:: Material ::
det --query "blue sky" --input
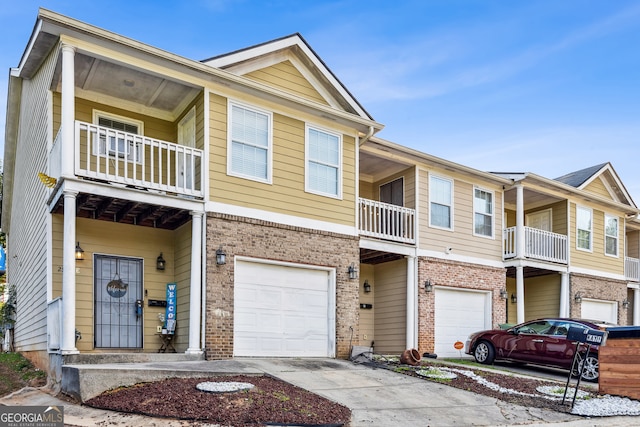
[0,0,640,204]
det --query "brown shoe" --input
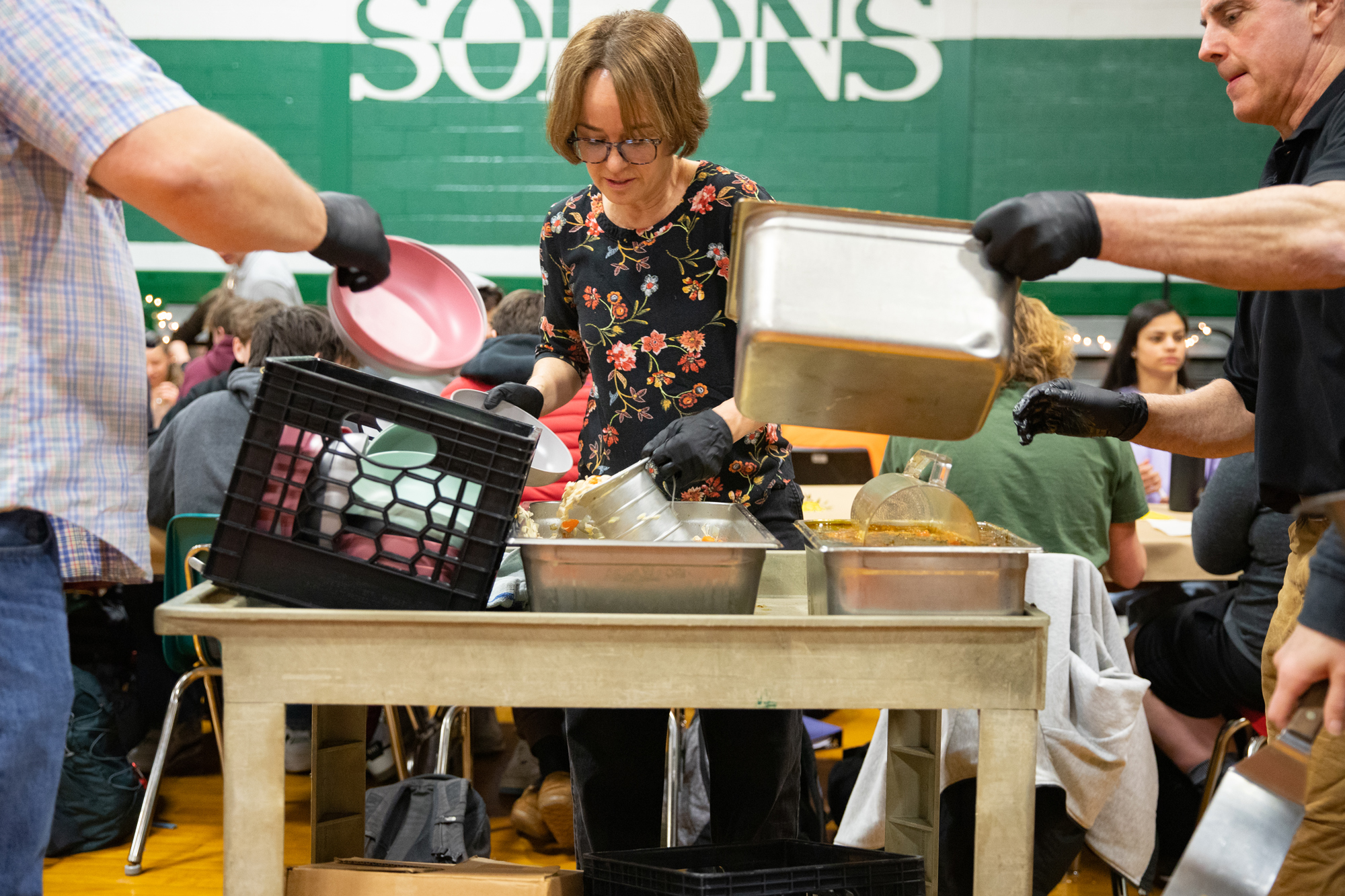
[537,772,574,850]
[508,786,551,844]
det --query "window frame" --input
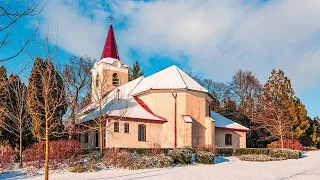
[112,73,120,86]
[224,134,232,146]
[113,122,120,132]
[123,122,130,133]
[84,132,89,143]
[138,124,147,141]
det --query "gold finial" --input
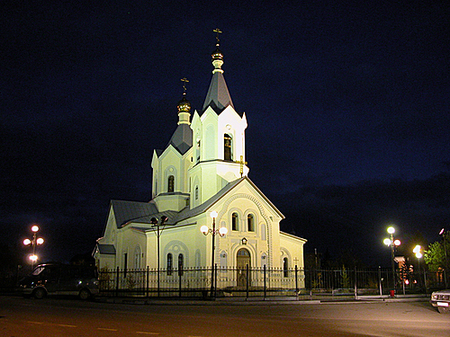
[235,155,247,178]
[213,28,222,44]
[181,77,189,95]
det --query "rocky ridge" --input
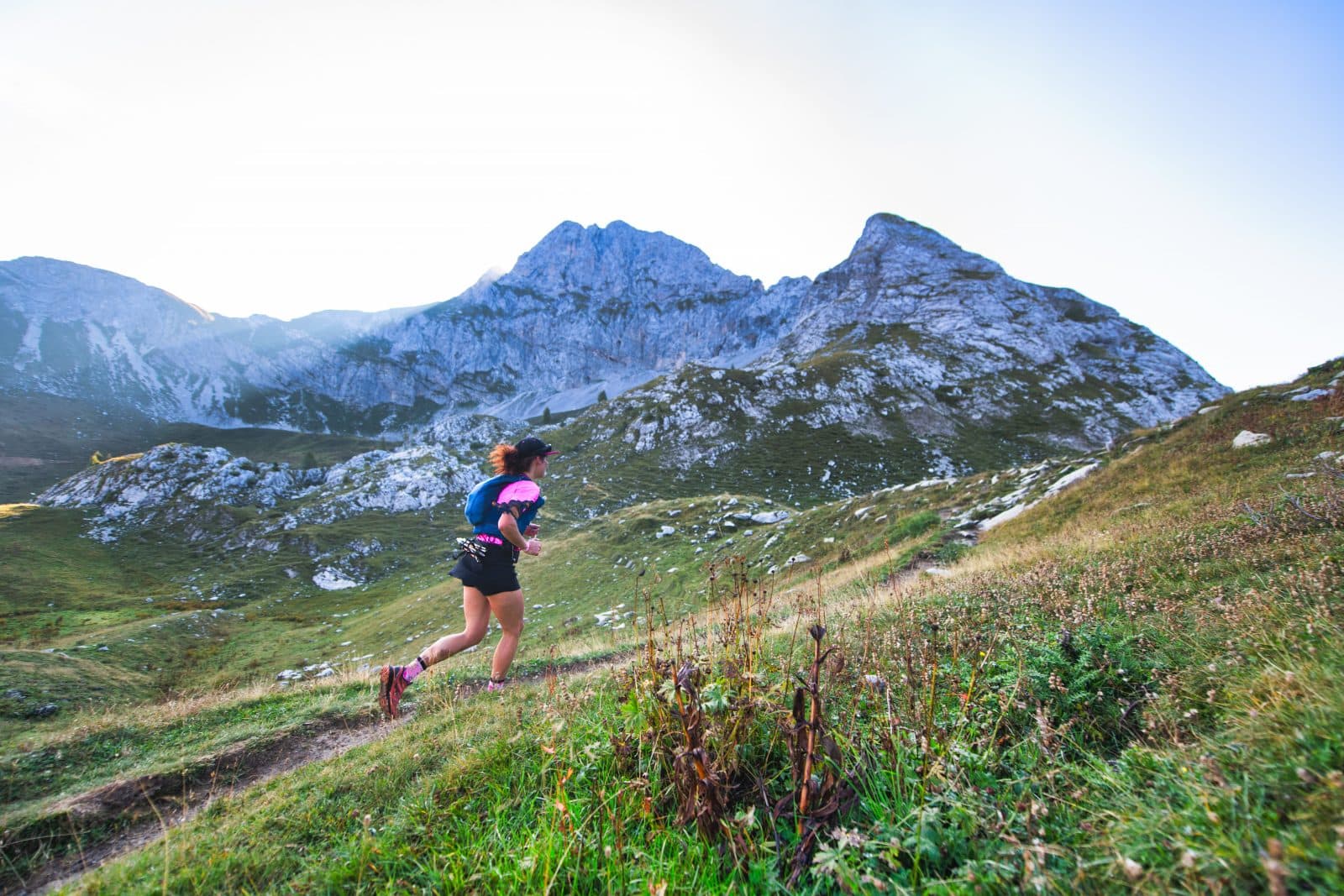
[0,215,1223,448]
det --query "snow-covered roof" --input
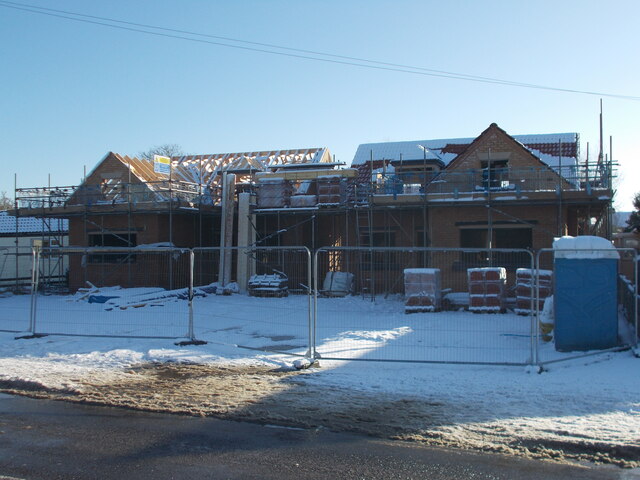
[351,133,579,170]
[0,212,69,236]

:: Directions for this task ::
Can you reproduce every line of the records above word for word, leaving out the pictures?

:: Correct answer ::
det --query "blue sky" --input
[0,0,640,204]
det --query "brown shoe" --input
[537,772,574,850]
[508,786,551,844]
det --query "window frame" --input
[112,73,120,86]
[224,134,232,146]
[113,122,120,132]
[123,122,130,133]
[84,132,89,143]
[138,124,147,141]
det --query "gold finial" --input
[235,155,247,178]
[213,28,222,44]
[181,77,189,95]
det --query "rocky ridge" --input
[0,215,1223,448]
det --query "snow-covered roof" --input
[351,133,579,170]
[0,212,69,236]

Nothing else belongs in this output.